_BAHAN TUGAS_:
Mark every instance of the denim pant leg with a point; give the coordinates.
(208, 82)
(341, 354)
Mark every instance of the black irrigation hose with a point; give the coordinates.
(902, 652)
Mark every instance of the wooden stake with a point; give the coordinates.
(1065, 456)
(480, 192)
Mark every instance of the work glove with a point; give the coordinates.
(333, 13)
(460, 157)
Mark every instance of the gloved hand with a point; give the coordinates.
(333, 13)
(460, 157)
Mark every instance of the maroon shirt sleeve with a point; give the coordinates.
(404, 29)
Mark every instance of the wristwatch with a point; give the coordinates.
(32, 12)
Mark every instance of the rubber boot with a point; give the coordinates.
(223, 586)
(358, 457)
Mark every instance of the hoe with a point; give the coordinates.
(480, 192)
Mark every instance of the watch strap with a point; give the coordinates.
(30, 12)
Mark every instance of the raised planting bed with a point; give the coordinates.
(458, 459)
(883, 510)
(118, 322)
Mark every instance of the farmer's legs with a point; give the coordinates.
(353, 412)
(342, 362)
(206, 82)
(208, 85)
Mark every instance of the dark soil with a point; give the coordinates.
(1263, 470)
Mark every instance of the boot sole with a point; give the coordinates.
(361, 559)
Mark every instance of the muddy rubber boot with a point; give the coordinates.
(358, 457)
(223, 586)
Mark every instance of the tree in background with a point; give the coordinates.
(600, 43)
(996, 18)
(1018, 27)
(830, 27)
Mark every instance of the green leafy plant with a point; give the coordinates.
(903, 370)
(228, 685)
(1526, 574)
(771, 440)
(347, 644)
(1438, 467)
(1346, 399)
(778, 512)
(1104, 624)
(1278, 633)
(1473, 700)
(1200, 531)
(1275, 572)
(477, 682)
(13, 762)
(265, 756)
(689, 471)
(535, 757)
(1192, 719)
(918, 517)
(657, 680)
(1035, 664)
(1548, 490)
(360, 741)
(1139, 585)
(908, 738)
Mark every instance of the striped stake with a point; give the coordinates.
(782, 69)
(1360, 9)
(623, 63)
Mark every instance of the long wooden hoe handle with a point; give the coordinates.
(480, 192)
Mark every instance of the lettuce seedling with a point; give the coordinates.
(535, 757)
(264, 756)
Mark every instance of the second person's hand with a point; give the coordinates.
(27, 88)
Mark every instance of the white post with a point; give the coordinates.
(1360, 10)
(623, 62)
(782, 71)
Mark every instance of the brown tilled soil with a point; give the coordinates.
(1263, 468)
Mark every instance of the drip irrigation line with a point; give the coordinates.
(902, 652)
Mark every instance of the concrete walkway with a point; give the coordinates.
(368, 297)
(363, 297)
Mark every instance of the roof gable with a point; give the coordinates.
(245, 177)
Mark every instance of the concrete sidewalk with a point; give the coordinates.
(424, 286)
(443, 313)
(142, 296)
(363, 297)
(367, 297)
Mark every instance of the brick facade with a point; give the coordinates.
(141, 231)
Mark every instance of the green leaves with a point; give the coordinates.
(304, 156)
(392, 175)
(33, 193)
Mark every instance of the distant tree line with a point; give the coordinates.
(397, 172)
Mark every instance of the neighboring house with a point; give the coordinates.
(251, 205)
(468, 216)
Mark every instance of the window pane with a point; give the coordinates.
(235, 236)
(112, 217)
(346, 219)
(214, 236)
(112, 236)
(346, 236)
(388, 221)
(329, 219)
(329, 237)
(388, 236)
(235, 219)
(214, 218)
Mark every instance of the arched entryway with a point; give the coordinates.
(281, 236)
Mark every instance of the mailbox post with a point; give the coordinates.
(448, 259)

_TUGAS TERTULIS_: Tuliskan kembali tanpa perubahan semua baris di atas, dimulai dari baris yang memuat "Mark every instance of the mailbox" sampai baris terakhir, termasuk kedua baris tersebut.

_PENYELESAIAN SOAL_:
Mark every instance of the mailbox post with a point; give the coordinates.
(448, 259)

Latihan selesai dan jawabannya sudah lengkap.